> [Goal of the exercise]: Where the lines below hold images, skip those and copy every word exactly.

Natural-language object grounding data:
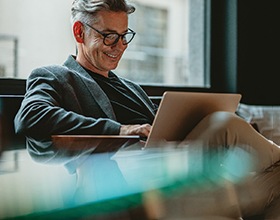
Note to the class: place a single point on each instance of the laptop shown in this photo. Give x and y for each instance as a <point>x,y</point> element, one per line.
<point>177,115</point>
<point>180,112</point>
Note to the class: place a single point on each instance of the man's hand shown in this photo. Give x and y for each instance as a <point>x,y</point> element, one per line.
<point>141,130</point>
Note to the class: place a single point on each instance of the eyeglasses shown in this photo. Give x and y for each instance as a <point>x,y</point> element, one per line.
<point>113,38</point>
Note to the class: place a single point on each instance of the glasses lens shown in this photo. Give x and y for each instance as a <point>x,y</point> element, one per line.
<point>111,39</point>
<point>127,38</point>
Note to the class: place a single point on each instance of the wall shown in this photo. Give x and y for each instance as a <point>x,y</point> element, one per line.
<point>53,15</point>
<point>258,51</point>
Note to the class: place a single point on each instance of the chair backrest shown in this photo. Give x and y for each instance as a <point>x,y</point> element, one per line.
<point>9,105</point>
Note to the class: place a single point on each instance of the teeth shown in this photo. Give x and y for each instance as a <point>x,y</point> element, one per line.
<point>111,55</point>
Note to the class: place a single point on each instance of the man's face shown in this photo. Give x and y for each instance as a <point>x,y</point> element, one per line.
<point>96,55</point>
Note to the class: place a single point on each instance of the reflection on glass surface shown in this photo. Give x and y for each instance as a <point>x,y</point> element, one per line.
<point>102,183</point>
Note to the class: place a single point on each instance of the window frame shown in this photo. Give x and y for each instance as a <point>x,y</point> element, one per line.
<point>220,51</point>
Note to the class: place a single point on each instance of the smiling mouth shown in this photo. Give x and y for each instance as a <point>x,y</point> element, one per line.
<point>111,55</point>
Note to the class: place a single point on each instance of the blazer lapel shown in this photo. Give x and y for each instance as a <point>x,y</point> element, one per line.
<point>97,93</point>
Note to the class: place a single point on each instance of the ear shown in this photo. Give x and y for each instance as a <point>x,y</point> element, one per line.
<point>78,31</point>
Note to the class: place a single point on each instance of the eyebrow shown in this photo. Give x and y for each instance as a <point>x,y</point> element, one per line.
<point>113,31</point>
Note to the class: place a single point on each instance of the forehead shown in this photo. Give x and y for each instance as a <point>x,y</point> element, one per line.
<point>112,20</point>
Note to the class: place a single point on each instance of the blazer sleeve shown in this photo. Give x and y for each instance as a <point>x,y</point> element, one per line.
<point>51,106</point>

> [Result]:
Note to the class: place a single point on each instance of the laptop shown in this photo. Give x and y for each instance as a <point>x,y</point> element, one per line.
<point>177,115</point>
<point>180,112</point>
Note to the class: place a single point on each instance of the man's hand shown in this photo. Give x and y for each instance as a <point>x,y</point> element, one per line.
<point>141,130</point>
Note to the class: place a single point on each instance of the eyeglasses shown in this photo. Give x and y for each instance as a <point>x,y</point> element, one per line.
<point>113,38</point>
Note to the class: place a single point on each instance of the glasses lens shown in this photo. Give x and y for each instance as a <point>x,y</point> element, one per line.
<point>111,39</point>
<point>127,38</point>
Note to the class: place a single point on each instance of the wall shown in this photo. Give x and y for each instance as a <point>x,y</point> element, one per line.
<point>53,15</point>
<point>258,51</point>
Note to the class: place a single point on each instance of the chair backrest shown in this photo. Give x and y for each instance as a <point>x,y</point> element, one per line.
<point>9,105</point>
Note to the class: place a single point on each instance of the teeth shown in this photo. Give x and y for each instance as a <point>x,y</point> element, one per line.
<point>111,55</point>
Note to the class: place a single point on each instance of the man's face shown in this photo. Give x and y for each instance as a <point>x,y</point> element, one per line.
<point>96,55</point>
Note to the class: place a single point on each instance of the reflection on glass surface shown in this photo. Give x and y for each instance as a <point>x,y</point> element, one per line.
<point>102,183</point>
Note to the class: place a single point on each instance of the window frame shown in this photo. Give x and y for each instance as a <point>x,y</point> element, one per line.
<point>220,51</point>
Note to the class: place a single point on each instance of the smiling mouth shown in this photo. Give x and y for each instance as a <point>x,y</point> element, one per line.
<point>111,55</point>
Note to the class: place a single point on each instance of the blazer lapel shown in this photo. Give x and y for each instance as a <point>x,y</point> element, one per line.
<point>97,93</point>
Note to the class: place a single point on each instance of the ear shown in this photo. Give x and y for each instance as a <point>x,y</point> element, one per line.
<point>78,31</point>
Note to the class: place a single point on each instance of the eyebrow shown in this photo. Give x and y for each instance as a <point>x,y</point> element, one per line.
<point>113,31</point>
Note to the class: place a single point on each instance of the forehead shown in this photo. Give x and y for each instance as a <point>x,y</point> element, one per line.
<point>112,20</point>
Note to the class: place a single point on each instance of the blazer sleeve shown in this photo. Give x and y for each instance as a <point>x,y</point> element, one per line.
<point>51,106</point>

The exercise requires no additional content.